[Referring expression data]
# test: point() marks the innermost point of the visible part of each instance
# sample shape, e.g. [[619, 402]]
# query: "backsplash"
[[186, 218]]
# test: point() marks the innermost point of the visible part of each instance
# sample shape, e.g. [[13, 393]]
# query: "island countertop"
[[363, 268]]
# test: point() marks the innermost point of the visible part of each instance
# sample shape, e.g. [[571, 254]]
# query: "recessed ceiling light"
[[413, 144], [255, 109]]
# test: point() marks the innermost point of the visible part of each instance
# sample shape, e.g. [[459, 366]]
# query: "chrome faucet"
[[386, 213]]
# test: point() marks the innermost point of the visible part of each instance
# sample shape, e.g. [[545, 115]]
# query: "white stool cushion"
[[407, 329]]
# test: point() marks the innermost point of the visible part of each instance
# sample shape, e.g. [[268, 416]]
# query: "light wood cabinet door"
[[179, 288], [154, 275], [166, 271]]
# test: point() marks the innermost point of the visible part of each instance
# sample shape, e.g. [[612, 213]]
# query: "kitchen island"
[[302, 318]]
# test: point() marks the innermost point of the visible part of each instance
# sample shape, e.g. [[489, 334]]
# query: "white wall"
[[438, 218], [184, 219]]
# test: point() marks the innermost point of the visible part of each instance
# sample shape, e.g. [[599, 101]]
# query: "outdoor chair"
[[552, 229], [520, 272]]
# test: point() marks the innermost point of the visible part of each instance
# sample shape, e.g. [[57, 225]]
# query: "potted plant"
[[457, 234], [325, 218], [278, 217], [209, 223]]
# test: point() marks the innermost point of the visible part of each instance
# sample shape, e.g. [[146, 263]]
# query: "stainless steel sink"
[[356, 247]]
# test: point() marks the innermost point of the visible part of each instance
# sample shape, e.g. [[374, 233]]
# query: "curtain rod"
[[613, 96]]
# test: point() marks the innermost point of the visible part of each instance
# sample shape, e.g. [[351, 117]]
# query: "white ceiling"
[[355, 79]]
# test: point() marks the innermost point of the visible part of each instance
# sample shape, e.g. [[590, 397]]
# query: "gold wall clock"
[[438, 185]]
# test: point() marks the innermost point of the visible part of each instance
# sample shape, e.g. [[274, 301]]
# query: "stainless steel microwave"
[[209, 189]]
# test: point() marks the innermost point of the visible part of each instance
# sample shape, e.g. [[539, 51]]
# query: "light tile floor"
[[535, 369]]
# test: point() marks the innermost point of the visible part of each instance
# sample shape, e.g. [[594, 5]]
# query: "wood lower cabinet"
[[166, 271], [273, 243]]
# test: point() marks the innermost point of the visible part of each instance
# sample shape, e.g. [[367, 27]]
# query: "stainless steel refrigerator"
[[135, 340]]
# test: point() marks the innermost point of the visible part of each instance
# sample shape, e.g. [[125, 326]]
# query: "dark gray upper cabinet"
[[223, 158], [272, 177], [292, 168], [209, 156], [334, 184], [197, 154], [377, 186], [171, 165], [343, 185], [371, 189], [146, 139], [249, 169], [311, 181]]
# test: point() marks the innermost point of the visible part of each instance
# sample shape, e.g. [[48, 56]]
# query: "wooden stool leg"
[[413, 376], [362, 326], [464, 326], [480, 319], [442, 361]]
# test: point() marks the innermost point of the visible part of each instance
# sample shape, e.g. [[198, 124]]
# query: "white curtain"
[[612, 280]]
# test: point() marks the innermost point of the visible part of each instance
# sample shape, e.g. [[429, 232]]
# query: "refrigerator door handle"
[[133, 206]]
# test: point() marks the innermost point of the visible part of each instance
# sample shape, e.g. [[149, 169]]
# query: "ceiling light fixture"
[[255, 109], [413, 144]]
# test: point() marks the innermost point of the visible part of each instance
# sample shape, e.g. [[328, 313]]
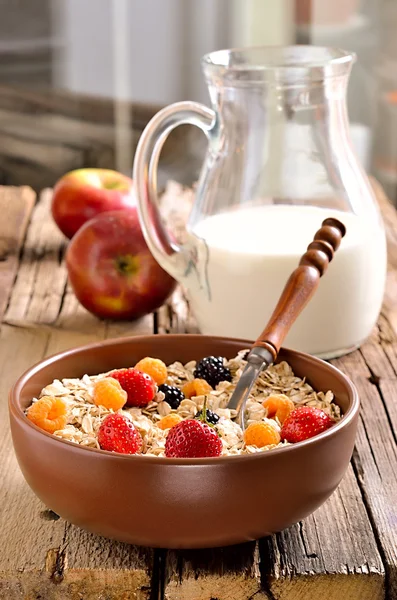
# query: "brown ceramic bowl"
[[180, 503]]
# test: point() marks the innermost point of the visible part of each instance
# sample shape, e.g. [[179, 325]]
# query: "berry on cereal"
[[140, 387], [118, 434], [153, 367], [169, 421], [261, 434], [48, 413], [109, 393], [192, 439], [197, 387], [279, 406], [213, 370], [305, 422], [173, 395], [211, 417]]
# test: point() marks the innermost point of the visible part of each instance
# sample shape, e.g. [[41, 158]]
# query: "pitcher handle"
[[173, 257]]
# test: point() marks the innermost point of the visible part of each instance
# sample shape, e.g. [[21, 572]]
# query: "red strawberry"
[[192, 439], [118, 434], [304, 422], [140, 387]]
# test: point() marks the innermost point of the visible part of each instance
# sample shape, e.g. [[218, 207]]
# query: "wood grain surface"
[[346, 550]]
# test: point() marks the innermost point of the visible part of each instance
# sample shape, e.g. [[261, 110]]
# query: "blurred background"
[[79, 79]]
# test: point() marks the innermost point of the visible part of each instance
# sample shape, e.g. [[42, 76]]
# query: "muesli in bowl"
[[180, 410]]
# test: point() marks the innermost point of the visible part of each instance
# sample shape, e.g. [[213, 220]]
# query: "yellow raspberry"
[[197, 387], [278, 405], [109, 393], [49, 413], [153, 367], [169, 421], [261, 434]]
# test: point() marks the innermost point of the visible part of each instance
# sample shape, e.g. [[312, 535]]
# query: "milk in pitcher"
[[250, 255]]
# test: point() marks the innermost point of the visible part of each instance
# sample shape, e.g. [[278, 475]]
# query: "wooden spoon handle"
[[301, 285]]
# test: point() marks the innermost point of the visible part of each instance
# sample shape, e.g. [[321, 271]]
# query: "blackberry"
[[212, 370], [211, 417], [173, 395]]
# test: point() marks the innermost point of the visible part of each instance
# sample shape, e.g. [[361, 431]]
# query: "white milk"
[[253, 251]]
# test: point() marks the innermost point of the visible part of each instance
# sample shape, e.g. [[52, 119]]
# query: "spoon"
[[297, 292]]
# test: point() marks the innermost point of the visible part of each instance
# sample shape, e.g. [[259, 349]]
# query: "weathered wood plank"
[[16, 205], [332, 554]]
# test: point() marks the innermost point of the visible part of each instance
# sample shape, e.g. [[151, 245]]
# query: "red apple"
[[111, 269], [82, 194]]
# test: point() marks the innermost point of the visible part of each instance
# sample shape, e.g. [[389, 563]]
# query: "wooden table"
[[346, 550]]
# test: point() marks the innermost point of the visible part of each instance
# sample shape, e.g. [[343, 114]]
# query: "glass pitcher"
[[279, 161]]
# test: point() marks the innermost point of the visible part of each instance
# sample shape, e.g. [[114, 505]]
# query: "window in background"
[[80, 78]]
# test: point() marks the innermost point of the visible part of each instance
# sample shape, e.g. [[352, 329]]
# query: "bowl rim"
[[18, 413]]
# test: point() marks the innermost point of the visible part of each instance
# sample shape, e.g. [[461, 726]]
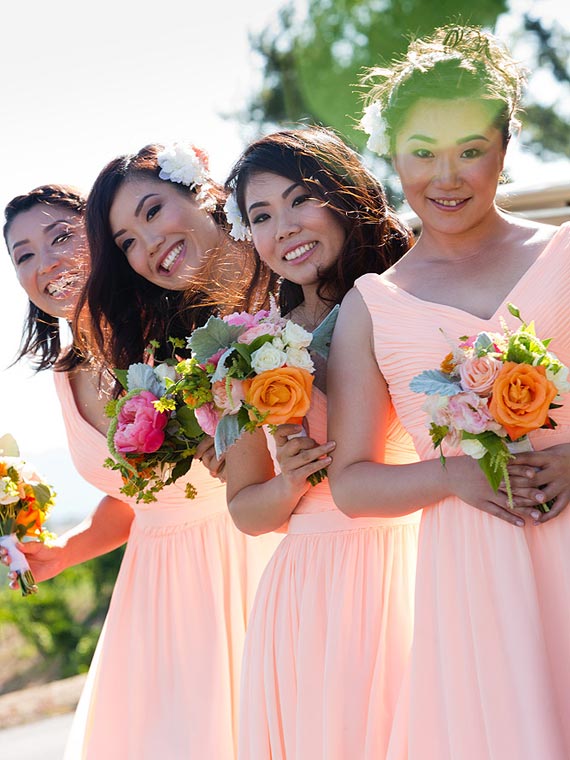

- **What the task asks**: Restate the records above in full, word for word. Keep pictures out.

- **Result of this exercise**:
# test: point() marks the innermost point of the visible part of each instance
# sample shape, e.g. [[619, 402]]
# query: "backsplash"
[[186, 218]]
# test: point() marks the innermost point of the visible part of each instance
# sample shape, e.g. [[13, 393]]
# query: "island countertop"
[[363, 268]]
# test: point() marks the innermost point of the visible part of each instance
# sample shape, e.g. [[571, 254]]
# query: "recessed ceiling light"
[[413, 144], [255, 109]]
# test: point() marks the innermost point of the visible part of each instance
# sample shape, e.g. [[459, 366]]
# query: "chrome faucet"
[[386, 213]]
# test: point() marks the innermost point of the visible part of each instance
# sample shape, e.g. [[545, 115]]
# query: "white stool cushion"
[[407, 329]]
# test: point() marks the innermost point of the visible part of each instance
# sample shape, e.g. [[268, 416]]
# query: "light wood cabinet door"
[[179, 288], [154, 275], [166, 271]]
# test: point() marks the innermost point of the visible part of each instance
# sample shape, e.g. [[612, 213]]
# query: "kitchen island"
[[302, 318]]
# test: point() marks the innermost point of the visible part of each instance
# sample shape, e.g. [[489, 334]]
# query: "white wall"
[[438, 218], [184, 219]]
# test: point() marks the innermost point of the visible part of each instance
# sample shape, e.g. [[599, 101]]
# query: "outdoor chair"
[[552, 229], [520, 272]]
# test: point() marks the innermost point of the visible part of each instance
# sample shape, e.g. [[57, 225]]
# query: "potted plant"
[[457, 234], [325, 218], [278, 217], [209, 223]]
# test: point() marks the innermost point of the visible part of each instance
# sample shape, e.g. [[146, 263]]
# query: "stainless steel sink"
[[356, 247]]
# test: point() marks the innermost point of the visible part of each instance
# sample shape, e.g. [[374, 233]]
# query: "curtain rod"
[[613, 96]]
# test: point() marks the innermost point of the visible part of each instance
# sample shape, e.g. [[351, 117]]
# query: "white ceiling"
[[355, 79]]
# test: point() marks the innermost point of the visible part of each instance
# sample shape, e.g. [[590, 397]]
# query: "gold wall clock"
[[438, 185]]
# test: point() marks the innermost point of the visible part of each instance
# sample shape, e.g. [[274, 301]]
# query: "stainless steel microwave"
[[209, 189]]
# test: point() marks the innermost point of the visible part of each instance
# sample shape, e.g. [[539, 51]]
# query: "light tile floor"
[[535, 369]]
# test: point() marks the innermost point of the visible part of each instance
# sample shape, e.g. [[594, 5]]
# query: "wood lower cabinet"
[[166, 271], [273, 243]]
# test: point() marks the innermost point of the visible part of each instance
# sample shape, e.g. [[367, 27]]
# query: "stainless steel refrigerator"
[[135, 340]]
# test: point() marks the innermost point of the visible part of each instance
# sample shape, e.g. [[125, 326]]
# query: "dark gray upper cabinet"
[[223, 158], [272, 177], [292, 168], [209, 156], [334, 184], [197, 154], [377, 186], [171, 165], [343, 185], [371, 189], [146, 139], [249, 169], [311, 181]]
# test: point() marks the innermost point of the visible part of each instance
# sample shape, e.g. [[48, 56]]
# query: "wooden stool leg"
[[413, 376], [362, 326], [464, 326], [480, 319], [442, 361]]
# test: point() marks the innermost point of the visible part of each instance
# sample shape, e.g. [[198, 124]]
# query: "white curtain"
[[612, 280]]
# test: point() marks the innermost point of the visible part of each instance
# sample shape, e.g. [[429, 232]]
# query: "refrigerator door handle"
[[133, 206]]
# test: point() marks the innermost point of the visible part of each instance
# sample shape, e.g. [[149, 169]]
# query: "ceiling light fixture"
[[255, 109], [413, 144]]
# test: point() marks the innermost point of the visible part of each instance
# sample shape, e.g. [[328, 313]]
# query: "brown ceramic bowl"
[[180, 503]]
# test: point() marks the innermost point of the visible part of each instance
# sample shape, e.g. [[179, 325]]
# query: "berry on cereal"
[[140, 387], [118, 434], [153, 367], [169, 421], [261, 434], [48, 413], [109, 393], [192, 439], [197, 387], [279, 406], [213, 370], [305, 422], [173, 395], [211, 417]]
# test: point() marks the innermost point of the visible part of each instance
# sample shape, e.g. [[41, 158]]
# query: "pitcher handle"
[[173, 257]]
# test: point() marks the innermost point of the visible part of each instance
# sample shape, e.g. [[21, 572]]
# query: "red strawberry"
[[192, 439], [118, 434], [304, 422], [140, 387]]
# test: point() marks the innermost point of the visible part of each instance
# sample shape, e.g. [[218, 207]]
# query: "wood grain surface"
[[346, 550]]
# test: point() marks the innermost point of the visible part of each instance
# sample shape, e.g. [[261, 110]]
# query: "blurred background"
[[79, 79]]
# test: point() marks the innermost point of the visible part of each instance
# sample shape, e.g. [[42, 76]]
# query: "muesli in bowl"
[[180, 410]]
# test: point() marks the innermost point of the visible part of each instance
# sample shape, e.g. [[213, 220]]
# query: "yellow raspberry"
[[197, 387], [278, 405], [109, 393], [49, 413], [153, 367], [169, 421], [261, 434]]
# test: point() marks the innermost point of the visible part of each instance
# sample shape, e.g. [[312, 535]]
# query: "milk in pitcher"
[[250, 255]]
# test: point() marks the innermost point of the visible part of each instance
# sample shape, e.g. [[278, 475]]
# query: "wooden spoon handle"
[[301, 285]]
# test: point() marks the innermost point of the visible part of each instance
# sample shape, e.g. [[321, 271]]
# query: "blackberry"
[[212, 370], [211, 417], [173, 395]]
# test: point() marks the innermost point of the visible part of each instance
# sample shape, e.g. [[361, 431]]
# query: "white milk"
[[253, 251]]
# test: point() marks the innermost point of the visible part of each instance
# sample shape, e.g. [[52, 119]]
# query: "spoon"
[[297, 292]]
# test: point() marks the innermost point of the visible part of each instance
# sample shape, e.g. [[259, 349]]
# query: "weathered wood plank"
[[16, 205], [332, 554]]
# test: point() marks the innermost point of the visible part of each instance
# sample shape, e.g. [[151, 245]]
# query: "red apple"
[[111, 269], [82, 194]]
# test: point() marks the innermost point of the visible part of each instance
# sample shape, e.g. [[389, 563]]
# query: "wooden table"
[[346, 550]]
# test: point() marks the innermost point of the visible part of each instance
# sample shape, e.g. [[343, 114]]
# query: "glass pitcher"
[[279, 161]]
# test: point() marks the innermost point of the visible part of each instance
# sample shape, e.g. [[114, 505]]
# query: "window in background"
[[80, 78]]
# test: point() marks the innermost point of the visible part of each instance
# sample shape, e.g. [[352, 329]]
# query: "bowl rim"
[[18, 413]]
# test: point() marks the innermost point of the visible part of each instance
# sample shape, e.g. [[461, 726]]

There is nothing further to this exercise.